::: Data in this exercise

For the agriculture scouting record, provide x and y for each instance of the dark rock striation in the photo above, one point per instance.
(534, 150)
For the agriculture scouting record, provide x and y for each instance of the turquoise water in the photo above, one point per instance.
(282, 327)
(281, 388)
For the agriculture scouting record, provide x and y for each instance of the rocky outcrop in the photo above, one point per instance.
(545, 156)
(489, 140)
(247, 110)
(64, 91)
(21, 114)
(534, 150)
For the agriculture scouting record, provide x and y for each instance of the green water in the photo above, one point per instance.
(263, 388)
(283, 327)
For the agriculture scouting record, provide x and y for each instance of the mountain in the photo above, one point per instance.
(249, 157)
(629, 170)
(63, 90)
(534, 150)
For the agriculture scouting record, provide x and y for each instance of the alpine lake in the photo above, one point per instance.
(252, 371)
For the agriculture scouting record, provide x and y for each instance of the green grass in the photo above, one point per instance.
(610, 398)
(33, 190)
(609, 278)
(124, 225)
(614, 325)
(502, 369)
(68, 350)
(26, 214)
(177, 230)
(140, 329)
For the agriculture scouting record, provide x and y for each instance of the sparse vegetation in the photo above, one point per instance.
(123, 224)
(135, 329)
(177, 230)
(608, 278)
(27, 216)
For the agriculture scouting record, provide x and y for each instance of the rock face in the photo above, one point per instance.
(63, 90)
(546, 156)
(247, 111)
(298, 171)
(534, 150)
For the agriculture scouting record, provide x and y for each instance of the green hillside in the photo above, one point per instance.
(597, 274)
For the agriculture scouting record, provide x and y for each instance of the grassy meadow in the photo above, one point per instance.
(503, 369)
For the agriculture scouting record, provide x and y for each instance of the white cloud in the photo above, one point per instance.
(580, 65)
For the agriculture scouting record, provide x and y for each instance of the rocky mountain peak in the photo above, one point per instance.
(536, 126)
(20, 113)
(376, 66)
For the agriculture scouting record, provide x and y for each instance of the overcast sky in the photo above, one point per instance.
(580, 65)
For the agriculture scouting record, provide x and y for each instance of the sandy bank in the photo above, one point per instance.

::::::

Goal. Arrange every line of the material above as a numbered list, leaving out any blank lines.

Response.
1. For the agriculture scouting record, provide x and y for each instance of the dark rock striation in the photo above, one point per instance.
2. (534, 150)
3. For the agriculture scouting record, provide x and y for each instance of the turquoise water in the photo above, one point per instance.
4. (282, 327)
5. (281, 388)
6. For the agriculture scouting record, provide x and y for each instance of the rocky outcrop in the photo above, one point per instance.
7. (545, 156)
8. (489, 140)
9. (247, 110)
10. (64, 91)
11. (21, 114)
12. (534, 150)
13. For the agriculture scouting record, provide x and y for each instance of the green water in the photo above, one point per instance.
14. (263, 388)
15. (283, 327)
16. For the agriculture scouting record, provide x and y for each instance of the mountain in the photo above, one point per instance.
17. (249, 157)
18. (629, 170)
19. (63, 90)
20. (534, 150)
21. For the agriculture scouting record, provide x and y for each instance of the alpine lake in the photo above, one point per instance.
22. (252, 371)
23. For the agriculture scouting record, provide x and y for each instance of the green grass in the photo above, one point per instance.
24. (610, 398)
25. (33, 190)
26. (609, 278)
27. (124, 225)
28. (614, 325)
29. (502, 369)
30. (68, 350)
31. (26, 214)
32. (177, 230)
33. (140, 329)
34. For the agriculture scouting record, provide x and y for each instance of the sparse vegetation in the photo above, one point per instance.
35. (123, 224)
36. (135, 329)
37. (177, 230)
38. (608, 278)
39. (27, 216)
40. For the agriculture scouting record, provide x and y for each instance of the rock face in the photo above, one point per instance.
41. (63, 90)
42. (546, 156)
43. (247, 111)
44. (298, 171)
45. (534, 150)
46. For the agriculture scouting record, provide x and y for each instance of the green hillside in the photo above, one point per instance.
47. (597, 274)
48. For the agriculture scouting record, provide x and y for each instance of the grassy meadow in the photo above, one point per instance.
49. (503, 369)
50. For the agriculture scouting record, provide x and y for each instance of the white cloud in the photo above, one point per instance.
51. (580, 65)
52. For the agriculture scouting record, provide x and y for each instance of the rocky mountain peak in the photo above, one point per instance.
53. (536, 126)
54. (20, 113)
55. (376, 66)
56. For the agriculture scouting record, provide x and y for each instance of the overcast sky in the photo above, one point per instance.
57. (580, 65)
58. For the agriculture scouting record, provide x and y for each instance of the sandy bank in the photo above, one point per instance.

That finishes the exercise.